What to do »
Extract each line of the material below that contains the string "field", copying those lines unchanged.
━━━ Listed entries ━━━
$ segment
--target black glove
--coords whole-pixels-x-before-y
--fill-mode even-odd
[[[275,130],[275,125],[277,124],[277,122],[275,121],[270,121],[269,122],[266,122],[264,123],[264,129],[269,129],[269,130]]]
━━━
━━━ Listed entries ━━━
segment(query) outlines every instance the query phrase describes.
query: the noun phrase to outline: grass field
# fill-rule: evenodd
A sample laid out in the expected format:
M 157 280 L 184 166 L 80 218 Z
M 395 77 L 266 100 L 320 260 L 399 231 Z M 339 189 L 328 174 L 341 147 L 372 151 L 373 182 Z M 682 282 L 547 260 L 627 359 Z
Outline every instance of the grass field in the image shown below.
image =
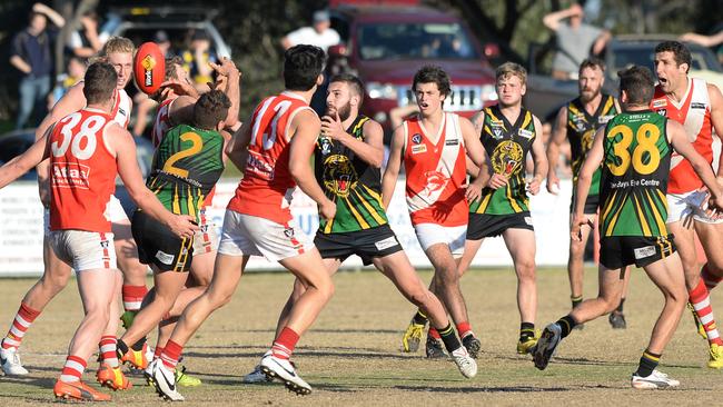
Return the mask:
━━━
━━━ Listed entries ━━━
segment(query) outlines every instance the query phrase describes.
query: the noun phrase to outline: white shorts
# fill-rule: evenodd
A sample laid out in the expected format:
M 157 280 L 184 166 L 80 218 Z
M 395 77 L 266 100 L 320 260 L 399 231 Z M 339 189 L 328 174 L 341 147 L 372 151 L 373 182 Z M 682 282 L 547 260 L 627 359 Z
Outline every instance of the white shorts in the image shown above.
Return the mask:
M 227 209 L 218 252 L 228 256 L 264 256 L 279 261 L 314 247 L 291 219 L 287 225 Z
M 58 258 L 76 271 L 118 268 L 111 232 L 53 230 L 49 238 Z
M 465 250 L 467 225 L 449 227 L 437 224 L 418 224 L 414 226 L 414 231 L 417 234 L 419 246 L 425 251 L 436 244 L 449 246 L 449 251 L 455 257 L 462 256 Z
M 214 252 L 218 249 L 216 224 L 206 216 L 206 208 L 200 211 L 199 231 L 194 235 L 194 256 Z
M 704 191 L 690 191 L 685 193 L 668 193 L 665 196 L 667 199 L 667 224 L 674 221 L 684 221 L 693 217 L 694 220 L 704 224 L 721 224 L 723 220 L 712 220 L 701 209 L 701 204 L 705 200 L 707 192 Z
━━━
Task output »
query: the noun phrase to outline: grass field
Outline every instance of the grass field in the image shown below.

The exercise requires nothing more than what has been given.